No they are not making the choice. There is way too little information to make that choice. Which chicken package tells you how many weeks the chicken lived?
And this type of demand is pretty inelastic. You can make a pound of chicken 25 cents cheaper or expensive an demand won't budge at all.
What you are subscribing to is market fetishism - something that works only in Econ 101 classrooms, not the real world.
Consumers want rainforests to not be destroyed for example. But how many consumers know that they are destroyed due to palm oil production? And which customer has the ability to track down globalized supply chains when choosing an ice cream, when their kids are screaming nearby?
I'm on EBT (food stamps). So I can't always make the choice given a fixed income, even if I could find well treated chicken. So, is it the consumers fault here too?
In reality it's a chain of choices made by multiple groups of people. The consumers, the industry, and whatever governmental regulatory bodies are involved. One group can't just give up responsibility of the choices they are making.

Data extract.
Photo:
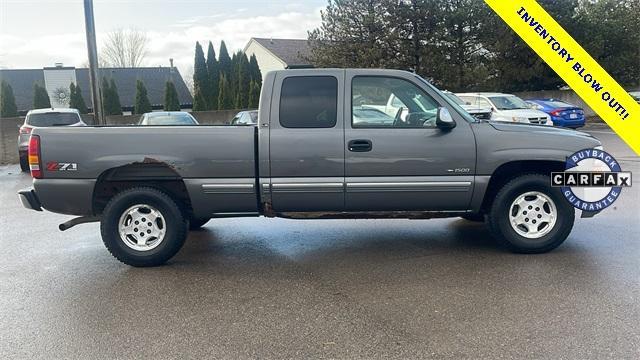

Written tasks.
A. In the comment, what production does the writer say rainforests are destroyed for?
B. Reproduce the comment word for word, everything from "I'm on EBT (food" down to "fault here too?".
The lines play no part in this work.

Worked answers.
A. Palm oil production.

B.
I'm on EBT (food stamps). So I can't always make the choice given a fixed income, even if I could find well treated chicken. So, is it the consumers fault here too?